GIVEN REQUEST → Extract all of the entries and set them down verbatim.
%%
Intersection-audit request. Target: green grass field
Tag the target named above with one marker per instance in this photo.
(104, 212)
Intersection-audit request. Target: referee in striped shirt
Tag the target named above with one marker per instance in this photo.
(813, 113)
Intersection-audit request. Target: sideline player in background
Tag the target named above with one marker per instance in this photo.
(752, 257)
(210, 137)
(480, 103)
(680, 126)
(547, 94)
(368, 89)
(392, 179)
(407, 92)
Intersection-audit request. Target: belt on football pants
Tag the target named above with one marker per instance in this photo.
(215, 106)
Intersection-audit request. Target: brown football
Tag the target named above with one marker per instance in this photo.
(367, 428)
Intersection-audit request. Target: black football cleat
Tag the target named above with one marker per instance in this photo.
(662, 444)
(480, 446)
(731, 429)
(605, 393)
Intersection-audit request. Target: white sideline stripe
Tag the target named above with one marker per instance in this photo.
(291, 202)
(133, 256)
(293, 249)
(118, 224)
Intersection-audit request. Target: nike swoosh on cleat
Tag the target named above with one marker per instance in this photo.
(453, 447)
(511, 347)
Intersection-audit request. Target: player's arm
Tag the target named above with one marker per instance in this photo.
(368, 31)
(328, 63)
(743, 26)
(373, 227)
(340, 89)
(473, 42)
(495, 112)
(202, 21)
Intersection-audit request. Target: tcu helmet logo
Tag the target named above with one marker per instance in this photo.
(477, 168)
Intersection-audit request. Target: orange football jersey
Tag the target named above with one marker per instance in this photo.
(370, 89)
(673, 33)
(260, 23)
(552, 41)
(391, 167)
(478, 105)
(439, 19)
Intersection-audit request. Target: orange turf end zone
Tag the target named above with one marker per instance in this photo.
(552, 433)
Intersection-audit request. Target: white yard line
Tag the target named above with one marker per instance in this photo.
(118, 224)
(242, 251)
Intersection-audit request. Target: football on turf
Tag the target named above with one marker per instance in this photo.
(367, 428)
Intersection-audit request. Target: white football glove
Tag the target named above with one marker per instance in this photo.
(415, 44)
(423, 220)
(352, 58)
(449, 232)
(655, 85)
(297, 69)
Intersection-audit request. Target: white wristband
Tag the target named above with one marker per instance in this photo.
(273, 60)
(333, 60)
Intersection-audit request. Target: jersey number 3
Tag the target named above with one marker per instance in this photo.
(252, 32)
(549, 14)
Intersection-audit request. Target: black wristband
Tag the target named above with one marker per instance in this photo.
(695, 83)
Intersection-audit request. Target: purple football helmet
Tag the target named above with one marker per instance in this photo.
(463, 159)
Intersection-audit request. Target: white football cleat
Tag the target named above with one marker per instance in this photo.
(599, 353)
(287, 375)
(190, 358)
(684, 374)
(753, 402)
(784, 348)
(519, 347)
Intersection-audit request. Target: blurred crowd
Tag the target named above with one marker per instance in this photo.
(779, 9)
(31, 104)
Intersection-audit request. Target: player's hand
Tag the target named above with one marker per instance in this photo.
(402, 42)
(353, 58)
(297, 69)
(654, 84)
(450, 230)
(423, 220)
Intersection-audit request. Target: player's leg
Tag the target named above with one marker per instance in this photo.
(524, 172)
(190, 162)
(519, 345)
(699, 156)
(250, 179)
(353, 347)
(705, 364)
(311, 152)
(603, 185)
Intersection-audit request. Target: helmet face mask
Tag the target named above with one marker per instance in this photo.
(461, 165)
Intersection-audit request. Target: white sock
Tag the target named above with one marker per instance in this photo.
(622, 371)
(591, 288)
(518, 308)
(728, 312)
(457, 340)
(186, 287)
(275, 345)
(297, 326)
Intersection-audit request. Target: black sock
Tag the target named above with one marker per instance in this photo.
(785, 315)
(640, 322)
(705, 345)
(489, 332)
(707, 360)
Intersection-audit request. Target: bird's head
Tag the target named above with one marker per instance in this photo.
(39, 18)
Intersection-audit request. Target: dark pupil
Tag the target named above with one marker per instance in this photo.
%%
COMPLETE OUTPUT →
Intersection-audit request. Target: green grass field
Tag the target named above with one marker per instance in this photo.
(104, 212)
Intersection-audit request. Target: referee in striped shirt
Tag the target named above with one marker per instance in this photo.
(813, 113)
Intersection-audit request. Target: sideline player in background
Tag the target named above with one marker per instance in this photo.
(752, 257)
(210, 137)
(480, 103)
(680, 126)
(547, 94)
(368, 89)
(392, 179)
(407, 92)
Intersection-audit request. Target: belt on football pants
Tag the target named above with one marker per instance in this photo.
(215, 106)
Intersection-audit request. Target: brown football
Tag the target named above with one marker per instance in this photo.
(367, 428)
Intersection-audit request. Target: black football cleat
Tag the target named above with one marker per instance in this photo.
(662, 444)
(480, 446)
(731, 429)
(605, 393)
Intersection-audit request. Target: white sideline stripe
Tag the target named above with one marker per instance in this photo.
(291, 202)
(133, 256)
(293, 249)
(118, 224)
Intersection-audit request. Target: nike swoosh on cleat
Tag the target named above with one marker per instance in this photo.
(453, 447)
(511, 347)
Intersection-audit request. Target: player's arm
Tag the target named above with one marker per instance in this photo.
(368, 31)
(328, 63)
(743, 26)
(373, 227)
(340, 89)
(473, 42)
(495, 112)
(202, 21)
Intersection-audit request. Target: tcu helmet logo
Tag the target named above with one marker per instance in this photo.
(477, 168)
Intersection-audit request. Target: orange football jersey
Tag the target named above with one marker per instance in this photo.
(370, 89)
(673, 33)
(260, 23)
(552, 41)
(391, 167)
(478, 105)
(439, 19)
Intersection-audit request. Target: orange turf end zone
Tag the target named above with one marker per instance in this photo.
(552, 433)
Intersection-audit request. Target: white yard line
Tag the target named above with one marker per instance in this photo.
(118, 224)
(242, 251)
Intersection-audit request. Target: football on turf
Tag the target named above with one marker per instance in this photo.
(367, 428)
Intersection-audit request. Target: white football glove
Tag the target named above with one marker per instance in this photo.
(415, 44)
(423, 220)
(352, 58)
(449, 232)
(655, 85)
(297, 69)
Intersection-audit request. Target: white wristband
Tag the target named above with one marker per instance in this photo.
(273, 60)
(333, 60)
Intersection-audit request. Target: jersey number 3
Tag the target named above with one marker per instance in this photo.
(252, 32)
(549, 14)
Intersection-audit request. Target: black wristband
Tag the target named above with one marker per instance in this photo.
(695, 83)
Intersection-audit request. Target: purple football helmet
Tag the target named above with one marker per instance in this photo.
(463, 159)
Intersection-audit request. Target: white football cleat
Tag the target named above with one marker per instance in this photo.
(599, 353)
(287, 375)
(190, 358)
(684, 374)
(753, 402)
(784, 348)
(519, 347)
Intersection-audit request. Target: blurred crowd
Tag the target named above with one marker per instance in this photo.
(779, 9)
(31, 104)
Intersection-audit request. Target: player's hand
Tag the target named above with one marker per instance in this photo.
(402, 42)
(353, 58)
(297, 69)
(654, 84)
(450, 230)
(423, 220)
Intersection-audit request. Target: player's leg
Tag the target named above with one marker per instance in this photo.
(524, 172)
(190, 162)
(519, 345)
(699, 156)
(250, 179)
(353, 347)
(705, 364)
(311, 152)
(603, 185)
Intersection-audit request. Target: helmet face mask
Tag the target named above with one marker per instance in this photo.
(461, 165)
Intersection-audit request. Target: white sock
Tag the target named above with one marker per instance in this photo.
(622, 371)
(591, 288)
(518, 308)
(728, 312)
(457, 340)
(186, 287)
(275, 345)
(297, 326)
Intersection-audit request. Target: black sock
Tag the target named above with one marker per instance in this photo.
(785, 315)
(640, 322)
(705, 345)
(489, 332)
(707, 360)
Intersection-audit request. Target: bird's head
Tag the target named above with one marker per instance in this photo.
(39, 18)
Intersection-audit request. Target: dark pupil
Tag the target named above with one marker per instance in this photo.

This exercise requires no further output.